--- Task prompt ---
Where a line in the entries below contains the word "beaded", it counts; give the total by itself.
⁂
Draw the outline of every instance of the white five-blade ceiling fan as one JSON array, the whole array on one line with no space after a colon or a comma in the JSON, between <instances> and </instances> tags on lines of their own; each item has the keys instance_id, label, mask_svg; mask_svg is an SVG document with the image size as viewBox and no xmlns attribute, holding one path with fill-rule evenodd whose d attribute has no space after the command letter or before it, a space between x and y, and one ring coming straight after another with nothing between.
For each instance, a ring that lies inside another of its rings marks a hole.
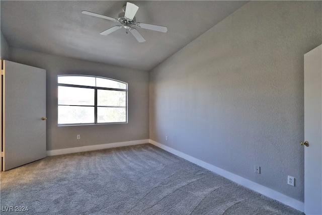
<instances>
[{"instance_id":1,"label":"white five-blade ceiling fan","mask_svg":"<svg viewBox=\"0 0 322 215\"><path fill-rule=\"evenodd\" d=\"M138 42L144 42L145 39L142 37L142 35L135 28L132 28L133 25L138 28L144 28L144 29L153 30L153 31L159 31L159 32L167 32L168 31L168 28L165 26L151 25L151 24L146 24L146 23L137 23L135 21L135 14L138 9L139 9L139 7L128 2L128 3L126 3L125 6L123 6L123 13L119 13L118 19L107 17L107 16L100 15L100 14L96 14L96 13L89 12L89 11L82 11L82 13L86 14L86 15L94 16L94 17L99 17L99 18L111 20L114 22L119 22L121 24L121 25L114 26L112 28L109 28L109 29L101 32L100 33L101 35L109 35L109 34L113 33L114 31L119 30L123 27L126 29L126 33L127 33L127 30L129 30Z\"/></svg>"}]
</instances>

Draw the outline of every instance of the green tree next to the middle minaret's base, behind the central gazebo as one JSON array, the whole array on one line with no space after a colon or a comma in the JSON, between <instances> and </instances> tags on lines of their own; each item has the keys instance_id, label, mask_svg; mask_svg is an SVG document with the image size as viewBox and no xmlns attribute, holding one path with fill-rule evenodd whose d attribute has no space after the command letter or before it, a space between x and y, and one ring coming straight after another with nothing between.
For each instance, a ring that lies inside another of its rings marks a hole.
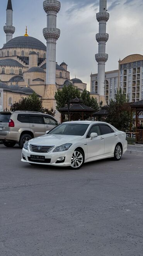
<instances>
[{"instance_id":1,"label":"green tree next to the middle minaret's base, behind the central gazebo","mask_svg":"<svg viewBox=\"0 0 143 256\"><path fill-rule=\"evenodd\" d=\"M69 86L63 86L62 90L58 90L54 96L56 100L56 109L65 107L65 104L68 103L68 100L73 98L80 98L80 91L75 88L72 84Z\"/></svg>"}]
</instances>

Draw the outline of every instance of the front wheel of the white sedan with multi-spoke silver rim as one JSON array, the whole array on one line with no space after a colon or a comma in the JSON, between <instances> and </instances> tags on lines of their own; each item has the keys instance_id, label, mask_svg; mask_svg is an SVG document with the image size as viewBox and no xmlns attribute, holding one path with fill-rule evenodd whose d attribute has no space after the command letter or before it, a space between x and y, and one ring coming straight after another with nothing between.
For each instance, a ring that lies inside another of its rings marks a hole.
<instances>
[{"instance_id":1,"label":"front wheel of the white sedan with multi-spoke silver rim","mask_svg":"<svg viewBox=\"0 0 143 256\"><path fill-rule=\"evenodd\" d=\"M78 170L84 164L84 153L80 149L75 149L72 154L70 169Z\"/></svg>"}]
</instances>

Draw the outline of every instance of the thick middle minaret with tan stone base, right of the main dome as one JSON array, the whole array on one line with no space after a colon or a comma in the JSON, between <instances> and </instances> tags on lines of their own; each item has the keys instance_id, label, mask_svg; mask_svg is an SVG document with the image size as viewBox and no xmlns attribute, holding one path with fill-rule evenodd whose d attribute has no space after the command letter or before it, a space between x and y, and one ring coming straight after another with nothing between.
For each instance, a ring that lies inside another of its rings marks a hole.
<instances>
[{"instance_id":1,"label":"thick middle minaret with tan stone base, right of the main dome","mask_svg":"<svg viewBox=\"0 0 143 256\"><path fill-rule=\"evenodd\" d=\"M46 89L44 92L43 105L48 104L48 107L54 107L55 109L56 41L60 37L60 29L56 28L56 18L57 13L60 11L61 3L57 0L45 0L43 2L43 8L47 14L47 28L43 29L43 35L47 41Z\"/></svg>"}]
</instances>

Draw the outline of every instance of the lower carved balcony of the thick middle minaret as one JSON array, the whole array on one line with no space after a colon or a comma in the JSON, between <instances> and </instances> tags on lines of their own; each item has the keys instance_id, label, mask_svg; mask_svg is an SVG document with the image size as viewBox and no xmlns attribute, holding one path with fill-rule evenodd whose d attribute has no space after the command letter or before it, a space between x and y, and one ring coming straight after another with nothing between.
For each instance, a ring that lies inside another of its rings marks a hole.
<instances>
[{"instance_id":1,"label":"lower carved balcony of the thick middle minaret","mask_svg":"<svg viewBox=\"0 0 143 256\"><path fill-rule=\"evenodd\" d=\"M58 40L60 37L60 29L58 28L43 28L43 35L46 40Z\"/></svg>"}]
</instances>

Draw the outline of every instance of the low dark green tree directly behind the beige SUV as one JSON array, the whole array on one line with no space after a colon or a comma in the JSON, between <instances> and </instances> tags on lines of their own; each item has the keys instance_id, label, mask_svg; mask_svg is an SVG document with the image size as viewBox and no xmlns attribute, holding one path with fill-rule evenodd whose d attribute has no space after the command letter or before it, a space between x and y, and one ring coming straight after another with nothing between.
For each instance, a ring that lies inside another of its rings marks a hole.
<instances>
[{"instance_id":1,"label":"low dark green tree directly behind the beige SUV","mask_svg":"<svg viewBox=\"0 0 143 256\"><path fill-rule=\"evenodd\" d=\"M36 93L29 95L27 98L22 97L19 102L15 102L11 107L11 111L21 110L21 111L36 111L54 116L56 111L51 108L47 109L42 107L42 99L39 99Z\"/></svg>"}]
</instances>

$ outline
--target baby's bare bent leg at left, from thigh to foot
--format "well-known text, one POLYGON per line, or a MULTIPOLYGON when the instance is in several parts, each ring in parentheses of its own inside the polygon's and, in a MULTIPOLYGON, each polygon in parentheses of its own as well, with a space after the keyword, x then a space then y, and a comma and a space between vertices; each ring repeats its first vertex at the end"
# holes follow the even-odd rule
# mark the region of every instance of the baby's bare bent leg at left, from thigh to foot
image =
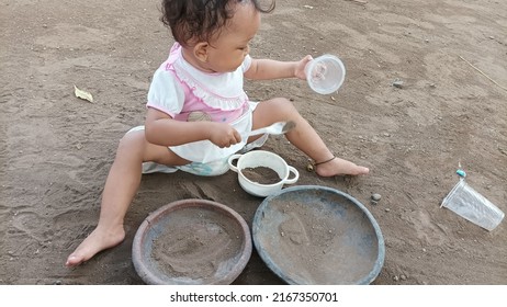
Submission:
POLYGON ((178 158, 167 147, 149 144, 144 130, 127 133, 120 141, 116 157, 105 181, 97 228, 68 257, 75 266, 125 238, 123 220, 139 186, 143 161, 171 164, 178 158))

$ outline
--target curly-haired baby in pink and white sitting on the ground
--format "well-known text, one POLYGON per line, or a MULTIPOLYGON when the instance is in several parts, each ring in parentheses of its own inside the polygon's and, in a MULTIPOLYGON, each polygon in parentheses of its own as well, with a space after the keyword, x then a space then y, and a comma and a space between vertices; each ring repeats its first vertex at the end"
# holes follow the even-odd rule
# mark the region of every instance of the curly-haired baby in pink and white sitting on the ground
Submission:
POLYGON ((368 168, 335 157, 289 100, 252 102, 245 93, 244 78, 304 80, 304 67, 312 60, 311 56, 277 61, 248 55, 260 13, 273 8, 274 2, 264 9, 258 0, 162 1, 162 22, 176 43, 154 75, 145 125, 120 141, 105 181, 99 224, 68 257, 67 266, 124 239, 123 220, 142 173, 224 173, 230 155, 266 140, 266 136, 243 136, 274 122, 295 123, 285 137, 315 161, 318 175, 369 173, 368 168))

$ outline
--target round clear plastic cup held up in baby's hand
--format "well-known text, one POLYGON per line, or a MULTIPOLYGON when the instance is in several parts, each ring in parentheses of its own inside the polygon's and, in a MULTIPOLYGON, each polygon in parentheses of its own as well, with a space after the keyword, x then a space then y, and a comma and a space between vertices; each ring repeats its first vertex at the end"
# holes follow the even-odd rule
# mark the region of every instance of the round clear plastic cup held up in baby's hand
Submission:
POLYGON ((343 84, 345 66, 334 55, 322 55, 305 67, 306 81, 312 90, 319 94, 330 94, 343 84))

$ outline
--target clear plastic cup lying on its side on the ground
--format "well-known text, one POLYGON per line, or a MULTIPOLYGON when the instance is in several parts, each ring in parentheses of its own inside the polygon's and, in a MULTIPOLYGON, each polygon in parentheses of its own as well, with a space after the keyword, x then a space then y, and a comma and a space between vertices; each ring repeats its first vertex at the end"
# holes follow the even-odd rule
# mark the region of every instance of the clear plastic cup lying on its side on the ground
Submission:
POLYGON ((461 179, 443 198, 440 207, 447 207, 465 219, 492 231, 504 219, 505 214, 486 197, 461 179))

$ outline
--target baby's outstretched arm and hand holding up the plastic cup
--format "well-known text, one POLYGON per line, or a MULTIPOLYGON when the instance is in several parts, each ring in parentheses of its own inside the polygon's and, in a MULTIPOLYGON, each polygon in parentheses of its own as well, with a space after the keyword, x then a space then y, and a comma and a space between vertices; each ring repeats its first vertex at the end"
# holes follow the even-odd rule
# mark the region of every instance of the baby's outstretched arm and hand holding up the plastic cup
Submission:
POLYGON ((269 80, 281 78, 298 78, 305 80, 305 66, 311 61, 307 55, 300 61, 280 61, 273 59, 251 59, 250 68, 245 72, 245 78, 252 80, 269 80))

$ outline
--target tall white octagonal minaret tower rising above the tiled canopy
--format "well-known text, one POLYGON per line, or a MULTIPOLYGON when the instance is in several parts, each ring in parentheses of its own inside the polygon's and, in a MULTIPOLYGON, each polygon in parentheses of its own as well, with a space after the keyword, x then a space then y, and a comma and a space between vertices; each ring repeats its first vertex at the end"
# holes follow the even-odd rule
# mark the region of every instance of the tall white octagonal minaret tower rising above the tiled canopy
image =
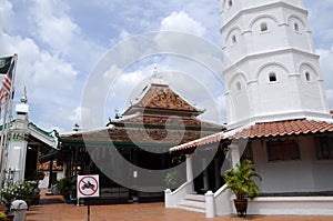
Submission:
POLYGON ((228 123, 330 119, 303 0, 220 0, 228 123))

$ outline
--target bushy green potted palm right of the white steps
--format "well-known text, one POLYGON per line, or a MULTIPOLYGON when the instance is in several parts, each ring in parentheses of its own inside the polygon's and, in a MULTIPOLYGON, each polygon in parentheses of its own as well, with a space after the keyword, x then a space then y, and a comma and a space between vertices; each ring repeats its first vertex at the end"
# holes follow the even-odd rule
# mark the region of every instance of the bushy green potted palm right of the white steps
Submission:
POLYGON ((260 181, 262 180, 254 171, 251 160, 244 160, 238 163, 235 168, 228 170, 226 174, 224 174, 225 190, 231 190, 236 197, 234 207, 239 217, 246 215, 248 198, 253 199, 260 194, 254 178, 258 178, 260 181))

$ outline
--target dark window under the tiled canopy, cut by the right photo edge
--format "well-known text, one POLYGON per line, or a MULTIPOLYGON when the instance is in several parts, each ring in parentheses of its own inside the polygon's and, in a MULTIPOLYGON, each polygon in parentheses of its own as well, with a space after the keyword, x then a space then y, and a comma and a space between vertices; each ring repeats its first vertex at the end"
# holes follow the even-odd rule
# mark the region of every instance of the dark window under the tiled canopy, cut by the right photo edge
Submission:
POLYGON ((333 138, 332 135, 316 137, 316 159, 327 160, 333 159, 333 138))

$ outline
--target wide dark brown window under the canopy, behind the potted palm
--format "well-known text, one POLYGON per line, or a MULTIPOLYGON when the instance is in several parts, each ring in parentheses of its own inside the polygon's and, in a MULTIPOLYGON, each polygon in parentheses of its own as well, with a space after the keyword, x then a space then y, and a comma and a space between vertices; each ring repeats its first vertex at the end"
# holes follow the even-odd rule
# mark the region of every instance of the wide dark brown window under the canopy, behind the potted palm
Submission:
POLYGON ((300 148, 295 140, 268 141, 269 161, 300 160, 300 148))

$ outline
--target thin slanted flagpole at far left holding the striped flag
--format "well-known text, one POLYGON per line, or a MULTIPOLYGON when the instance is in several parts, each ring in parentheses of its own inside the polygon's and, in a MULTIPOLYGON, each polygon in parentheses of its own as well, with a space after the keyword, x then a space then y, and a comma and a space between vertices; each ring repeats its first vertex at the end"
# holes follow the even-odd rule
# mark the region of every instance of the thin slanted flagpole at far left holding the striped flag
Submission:
POLYGON ((7 167, 7 161, 8 161, 8 133, 9 133, 9 122, 12 118, 12 90, 13 90, 13 82, 14 82, 14 77, 16 77, 16 70, 17 70, 17 61, 18 61, 18 54, 14 53, 11 62, 14 62, 13 70, 12 70, 12 76, 11 76, 11 87, 9 94, 7 97, 7 101, 4 104, 4 113, 3 113, 3 123, 2 123, 2 131, 1 131, 1 183, 0 187, 2 188, 6 181, 6 167, 7 167))

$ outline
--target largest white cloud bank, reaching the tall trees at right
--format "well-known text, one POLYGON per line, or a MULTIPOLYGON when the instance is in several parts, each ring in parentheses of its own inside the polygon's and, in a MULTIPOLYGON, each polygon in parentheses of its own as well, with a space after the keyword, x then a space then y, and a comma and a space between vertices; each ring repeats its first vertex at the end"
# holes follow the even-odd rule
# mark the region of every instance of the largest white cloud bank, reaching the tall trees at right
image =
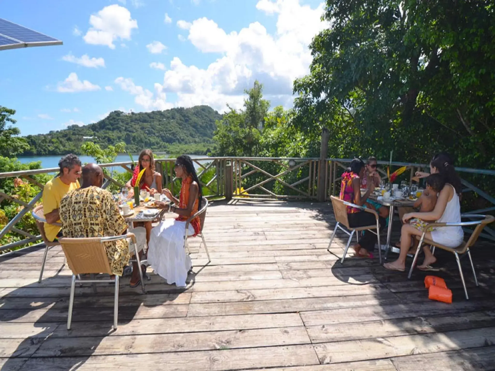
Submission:
MULTIPOLYGON (((258 11, 276 17, 273 33, 259 22, 229 33, 204 17, 192 23, 177 22, 178 27, 189 30, 188 40, 198 50, 218 56, 206 68, 185 65, 178 57, 173 58, 163 83, 155 84, 155 89, 158 86, 159 93, 176 94, 175 106, 208 104, 224 111, 226 104, 242 107, 244 90, 257 79, 264 85, 263 94, 272 106, 291 107, 294 80, 309 73, 312 57, 308 45, 319 31, 329 27, 321 21, 324 2, 313 8, 301 3, 302 0, 258 0, 258 11)), ((181 40, 181 35, 178 38, 181 40)), ((148 93, 150 99, 159 99, 157 93, 148 93)), ((139 103, 137 99, 136 102, 139 103)))

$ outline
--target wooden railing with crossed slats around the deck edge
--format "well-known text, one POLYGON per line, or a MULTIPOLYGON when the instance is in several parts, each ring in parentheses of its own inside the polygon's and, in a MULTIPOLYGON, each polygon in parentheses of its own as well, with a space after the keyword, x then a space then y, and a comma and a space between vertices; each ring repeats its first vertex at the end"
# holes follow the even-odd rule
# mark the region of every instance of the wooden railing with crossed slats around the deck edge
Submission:
MULTIPOLYGON (((226 199, 243 199, 249 197, 251 199, 272 198, 325 201, 330 198, 330 195, 338 194, 340 191, 341 174, 347 168, 351 159, 327 158, 321 163, 322 160, 319 158, 200 157, 194 158, 193 161, 197 166, 198 178, 203 187, 203 193, 207 198, 225 197, 226 199)), ((175 158, 155 160, 156 171, 163 175, 163 186, 170 188, 173 193, 177 194, 179 189, 177 188, 178 183, 173 172, 174 163, 175 158)), ((378 163, 379 165, 389 165, 387 161, 378 161, 378 163)), ((132 172, 130 161, 101 164, 100 166, 105 169, 117 167, 132 172)), ((402 162, 393 162, 392 166, 395 168, 407 166, 406 175, 403 175, 402 178, 408 178, 409 183, 416 171, 422 171, 428 167, 425 164, 402 162)), ((386 170, 384 169, 386 169, 386 166, 378 169, 382 174, 382 178, 386 178, 386 170)), ((490 183, 495 181, 495 178, 492 178, 495 176, 495 171, 493 170, 470 168, 456 168, 456 170, 463 178, 482 175, 491 178, 490 183)), ((15 226, 21 218, 30 213, 41 201, 43 185, 36 181, 33 176, 50 173, 55 176, 58 173, 58 169, 0 173, 0 179, 22 178, 40 190, 29 202, 21 201, 12 194, 0 192, 0 202, 8 199, 21 207, 19 213, 2 228, 0 238, 9 232, 26 237, 1 246, 0 251, 31 244, 41 239, 38 233, 22 231, 15 226)), ((114 188, 123 187, 124 185, 115 180, 112 174, 109 171, 105 172, 105 183, 103 187, 106 188, 110 185, 113 185, 114 188)), ((462 184, 465 186, 463 192, 475 192, 477 197, 481 197, 489 207, 474 210, 474 208, 470 208, 467 205, 468 210, 463 210, 463 212, 479 214, 495 211, 495 198, 482 190, 479 184, 474 185, 473 183, 462 179, 462 184)), ((464 206, 466 208, 466 205, 464 206)), ((495 240, 495 231, 490 228, 485 228, 482 235, 495 240)))

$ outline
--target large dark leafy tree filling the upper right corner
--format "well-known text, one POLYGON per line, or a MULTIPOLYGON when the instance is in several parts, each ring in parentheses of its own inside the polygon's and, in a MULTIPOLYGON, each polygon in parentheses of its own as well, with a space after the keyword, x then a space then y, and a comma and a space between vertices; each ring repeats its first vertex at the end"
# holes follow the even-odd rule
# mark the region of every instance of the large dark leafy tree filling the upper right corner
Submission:
POLYGON ((329 127, 334 147, 345 132, 348 152, 424 162, 446 149, 494 166, 493 0, 328 0, 324 18, 294 84, 296 125, 329 127))

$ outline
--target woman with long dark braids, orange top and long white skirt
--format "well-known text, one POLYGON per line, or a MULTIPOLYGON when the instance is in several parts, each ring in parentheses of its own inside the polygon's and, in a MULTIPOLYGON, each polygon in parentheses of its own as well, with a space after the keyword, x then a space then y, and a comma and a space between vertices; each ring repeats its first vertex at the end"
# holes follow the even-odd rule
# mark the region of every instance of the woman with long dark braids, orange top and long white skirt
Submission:
MULTIPOLYGON (((182 155, 175 162, 175 175, 182 179, 181 193, 175 198, 170 190, 164 189, 163 193, 174 202, 171 206, 164 202, 156 202, 157 207, 179 215, 176 219, 168 219, 161 222, 151 230, 148 248, 148 263, 153 270, 165 278, 168 284, 186 286, 188 272, 192 268, 192 262, 184 248, 184 234, 186 221, 201 208, 201 185, 196 175, 196 170, 191 157, 182 155)), ((196 235, 200 232, 199 218, 196 217, 188 226, 188 235, 196 235)))

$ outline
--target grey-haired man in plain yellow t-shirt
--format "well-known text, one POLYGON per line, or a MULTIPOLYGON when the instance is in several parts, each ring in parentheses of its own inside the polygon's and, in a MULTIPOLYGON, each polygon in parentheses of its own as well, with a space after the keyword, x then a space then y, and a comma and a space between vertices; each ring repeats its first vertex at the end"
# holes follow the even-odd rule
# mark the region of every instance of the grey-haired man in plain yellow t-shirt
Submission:
POLYGON ((45 214, 45 234, 53 241, 60 232, 60 227, 52 223, 60 223, 60 200, 69 191, 79 188, 81 177, 81 161, 76 155, 68 154, 58 161, 60 172, 58 177, 49 181, 43 188, 43 213, 45 214))

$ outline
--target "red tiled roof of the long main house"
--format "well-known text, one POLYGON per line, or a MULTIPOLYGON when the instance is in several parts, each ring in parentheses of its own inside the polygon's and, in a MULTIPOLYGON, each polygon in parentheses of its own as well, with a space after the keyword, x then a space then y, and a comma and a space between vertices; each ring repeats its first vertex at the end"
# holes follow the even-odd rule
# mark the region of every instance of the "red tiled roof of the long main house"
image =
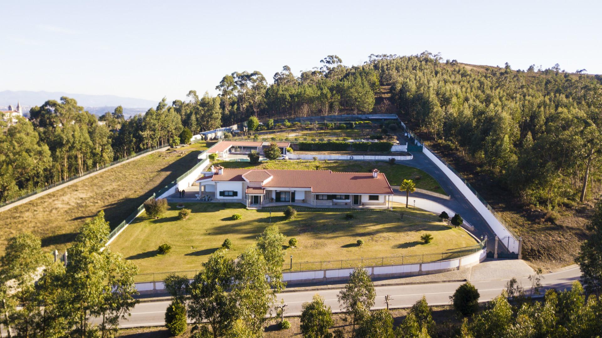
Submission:
MULTIPOLYGON (((253 169, 224 169, 222 175, 213 175, 213 181, 244 181, 243 175, 253 169)), ((332 172, 329 170, 262 170, 272 175, 272 180, 262 184, 264 188, 311 189, 312 193, 349 193, 393 195, 393 189, 385 174, 376 178, 371 172, 332 172)), ((261 172, 261 171, 258 171, 261 172)), ((254 173, 252 175, 255 175, 254 173)))

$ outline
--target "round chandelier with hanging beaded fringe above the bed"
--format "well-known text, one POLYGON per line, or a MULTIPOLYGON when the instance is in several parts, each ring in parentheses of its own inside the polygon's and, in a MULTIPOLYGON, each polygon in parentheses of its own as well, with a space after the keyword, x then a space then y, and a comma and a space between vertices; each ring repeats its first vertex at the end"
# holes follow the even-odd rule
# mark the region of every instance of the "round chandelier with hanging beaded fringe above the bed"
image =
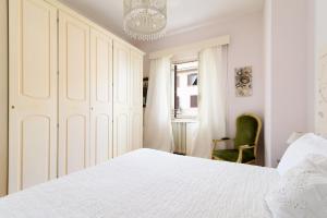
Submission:
POLYGON ((167 0, 124 0, 124 32, 138 40, 165 36, 167 0))

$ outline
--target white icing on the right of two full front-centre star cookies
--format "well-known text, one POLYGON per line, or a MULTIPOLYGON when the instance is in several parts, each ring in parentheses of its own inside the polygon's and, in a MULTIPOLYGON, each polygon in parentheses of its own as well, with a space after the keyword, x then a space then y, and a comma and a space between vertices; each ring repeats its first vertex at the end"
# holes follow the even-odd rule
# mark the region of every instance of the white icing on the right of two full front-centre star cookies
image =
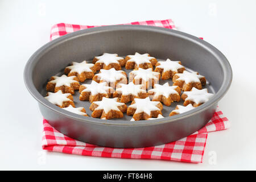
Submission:
POLYGON ((130 105, 129 107, 136 109, 134 114, 137 113, 146 113, 150 115, 151 111, 160 110, 156 105, 158 105, 159 101, 150 101, 150 98, 134 98, 135 103, 130 105))

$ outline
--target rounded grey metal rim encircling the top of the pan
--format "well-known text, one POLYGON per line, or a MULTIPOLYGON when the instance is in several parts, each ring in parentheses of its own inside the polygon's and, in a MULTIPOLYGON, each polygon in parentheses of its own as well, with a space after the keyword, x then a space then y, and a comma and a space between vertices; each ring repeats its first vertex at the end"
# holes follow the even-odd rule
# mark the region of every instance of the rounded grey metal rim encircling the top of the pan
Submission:
POLYGON ((154 26, 141 26, 141 25, 114 25, 114 26, 102 26, 102 27, 94 27, 94 28, 88 28, 85 30, 80 30, 76 32, 72 32, 70 34, 61 36, 60 38, 57 38, 55 40, 52 40, 51 42, 48 42, 44 46, 40 47, 27 61, 27 64, 24 68, 23 72, 23 77, 24 77, 24 83, 30 92, 30 94, 42 105, 48 107, 48 109, 51 109, 52 111, 55 111, 57 114, 65 115, 65 117, 71 118, 71 119, 76 119, 77 121, 80 122, 90 122, 93 124, 97 125, 112 125, 112 126, 149 126, 149 125, 159 125, 162 123, 168 123, 168 122, 176 122, 179 121, 180 119, 192 117, 193 115, 199 114, 203 112, 204 110, 207 110, 209 107, 212 105, 216 104, 228 91, 230 88, 231 82, 232 82, 232 68, 230 66, 230 63, 228 59, 214 46, 211 44, 205 42, 204 40, 201 40, 193 35, 186 34, 184 32, 176 31, 176 30, 171 30, 167 28, 162 28, 162 27, 154 27, 154 26), (136 121, 136 122, 131 122, 131 121, 125 121, 122 119, 118 120, 104 120, 104 119, 99 119, 99 118, 92 118, 92 117, 84 117, 81 115, 77 115, 75 113, 71 113, 69 111, 66 111, 64 109, 61 109, 60 107, 51 104, 48 102, 35 88, 35 85, 32 81, 32 72, 33 68, 36 65, 36 61, 40 59, 40 57, 47 52, 49 49, 57 46, 58 44, 61 44, 65 41, 68 41, 70 39, 75 39, 77 36, 81 35, 89 35, 89 34, 97 34, 100 32, 108 32, 108 31, 121 31, 121 30, 139 30, 139 31, 151 31, 151 32, 156 32, 156 33, 161 33, 161 34, 167 34, 167 35, 174 35, 179 38, 187 39, 195 44, 198 44, 201 47, 204 47, 207 49, 209 52, 211 52, 218 62, 221 65, 221 68, 223 69, 224 72, 224 80, 222 82, 222 85, 218 92, 214 94, 214 96, 208 101, 205 102, 203 105, 200 105, 199 107, 196 107, 193 110, 187 111, 186 113, 182 114, 177 114, 172 117, 164 117, 160 119, 152 119, 152 120, 142 120, 142 121, 136 121))

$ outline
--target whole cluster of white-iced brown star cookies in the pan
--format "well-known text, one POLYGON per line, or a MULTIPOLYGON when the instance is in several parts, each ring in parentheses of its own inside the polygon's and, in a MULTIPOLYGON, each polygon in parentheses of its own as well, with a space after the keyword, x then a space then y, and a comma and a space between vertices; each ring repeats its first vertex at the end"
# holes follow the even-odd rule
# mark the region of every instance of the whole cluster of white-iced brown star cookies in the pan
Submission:
POLYGON ((89 101, 92 117, 101 119, 123 118, 133 115, 133 121, 163 118, 163 105, 184 100, 170 116, 184 113, 204 102, 213 94, 202 89, 204 76, 185 71, 180 61, 158 61, 148 53, 118 57, 104 53, 94 57, 92 63, 73 62, 64 69, 65 75, 52 76, 47 83, 45 97, 49 102, 76 114, 85 115, 84 107, 75 107, 73 94, 79 90, 80 101, 89 101), (133 69, 129 79, 122 67, 133 69), (96 74, 97 71, 100 71, 96 74), (91 84, 80 84, 92 79, 91 84), (159 79, 172 79, 173 85, 158 84, 159 79), (181 91, 183 93, 181 94, 181 91), (126 104, 131 102, 129 106, 126 104))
⁂
--- Exercise response ---
2